- AIM OF THE EXERCISE -
Pull out every line in the rows that contains the word "windshield", matching case exactly.

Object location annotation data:

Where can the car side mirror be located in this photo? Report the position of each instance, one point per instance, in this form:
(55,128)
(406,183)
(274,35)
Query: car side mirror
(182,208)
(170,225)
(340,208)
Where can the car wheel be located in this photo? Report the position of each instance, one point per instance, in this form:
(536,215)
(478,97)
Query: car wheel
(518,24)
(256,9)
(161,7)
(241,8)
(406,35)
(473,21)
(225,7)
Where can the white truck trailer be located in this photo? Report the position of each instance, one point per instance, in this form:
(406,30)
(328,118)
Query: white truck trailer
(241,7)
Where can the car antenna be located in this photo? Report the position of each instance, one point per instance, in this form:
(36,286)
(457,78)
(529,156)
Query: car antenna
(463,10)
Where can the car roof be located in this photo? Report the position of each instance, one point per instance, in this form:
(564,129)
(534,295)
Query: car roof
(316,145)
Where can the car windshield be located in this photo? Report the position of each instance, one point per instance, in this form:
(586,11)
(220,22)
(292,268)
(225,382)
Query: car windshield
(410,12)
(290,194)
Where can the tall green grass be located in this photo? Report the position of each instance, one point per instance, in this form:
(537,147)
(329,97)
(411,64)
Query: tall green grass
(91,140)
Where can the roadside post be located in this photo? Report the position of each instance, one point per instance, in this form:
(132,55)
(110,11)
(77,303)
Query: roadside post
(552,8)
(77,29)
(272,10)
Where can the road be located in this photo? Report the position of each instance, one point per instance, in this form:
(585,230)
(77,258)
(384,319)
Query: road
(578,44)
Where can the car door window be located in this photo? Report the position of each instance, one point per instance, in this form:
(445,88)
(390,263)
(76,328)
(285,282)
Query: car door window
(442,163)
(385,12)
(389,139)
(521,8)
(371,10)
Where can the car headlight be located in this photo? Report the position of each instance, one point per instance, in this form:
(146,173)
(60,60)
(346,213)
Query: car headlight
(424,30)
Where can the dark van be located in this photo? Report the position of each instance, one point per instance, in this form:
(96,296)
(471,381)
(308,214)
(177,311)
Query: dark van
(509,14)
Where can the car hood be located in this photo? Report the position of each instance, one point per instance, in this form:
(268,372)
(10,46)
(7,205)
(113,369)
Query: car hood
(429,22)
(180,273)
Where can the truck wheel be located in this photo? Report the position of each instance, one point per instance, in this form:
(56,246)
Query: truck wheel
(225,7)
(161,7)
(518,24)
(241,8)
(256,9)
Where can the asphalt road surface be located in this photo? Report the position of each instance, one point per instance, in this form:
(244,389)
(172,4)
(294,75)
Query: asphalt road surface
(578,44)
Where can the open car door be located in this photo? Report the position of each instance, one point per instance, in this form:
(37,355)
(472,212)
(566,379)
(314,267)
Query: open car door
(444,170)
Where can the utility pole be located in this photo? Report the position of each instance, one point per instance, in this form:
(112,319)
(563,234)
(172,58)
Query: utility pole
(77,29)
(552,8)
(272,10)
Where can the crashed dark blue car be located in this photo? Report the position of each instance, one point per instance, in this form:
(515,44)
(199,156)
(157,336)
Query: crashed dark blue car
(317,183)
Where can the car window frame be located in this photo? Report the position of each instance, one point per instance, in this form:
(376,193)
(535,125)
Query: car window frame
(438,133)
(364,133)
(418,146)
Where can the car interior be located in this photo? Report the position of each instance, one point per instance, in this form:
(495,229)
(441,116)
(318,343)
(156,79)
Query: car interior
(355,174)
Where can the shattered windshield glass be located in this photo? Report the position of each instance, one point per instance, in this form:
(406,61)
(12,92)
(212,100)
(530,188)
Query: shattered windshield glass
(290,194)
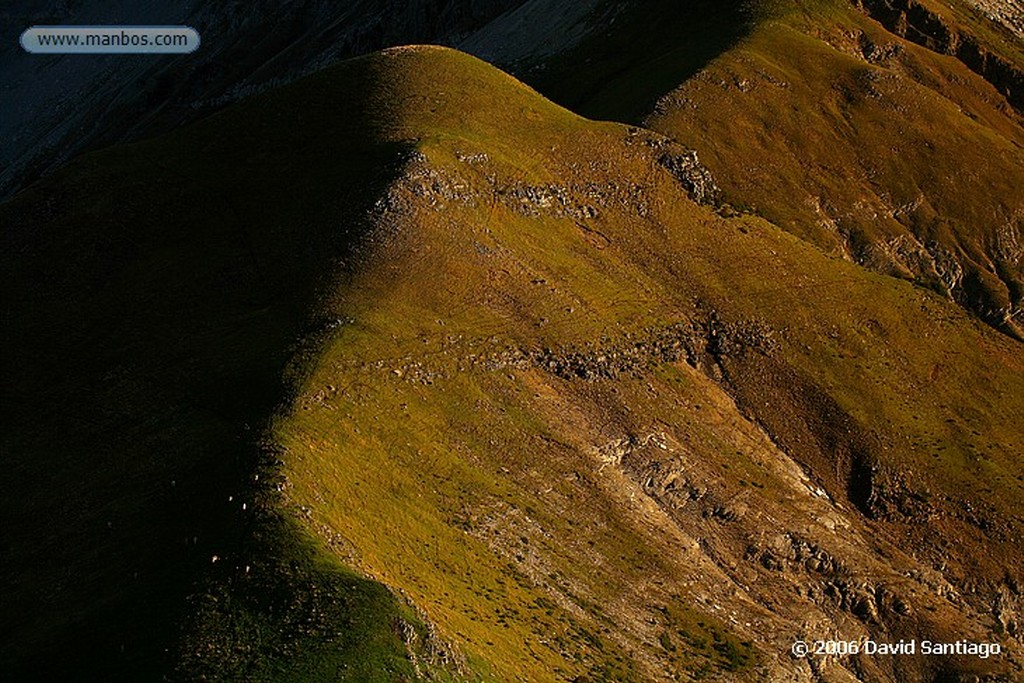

- REPLY TO THE TASK -
Where can the car windshield be located in this photo? Report the position of each instance, one point per instance, in this form:
Query: car windshield
Where can the shattered windshield glass be located in this photo? Report the position of each instance, one point per instance, in this form:
Query: shattered windshield glass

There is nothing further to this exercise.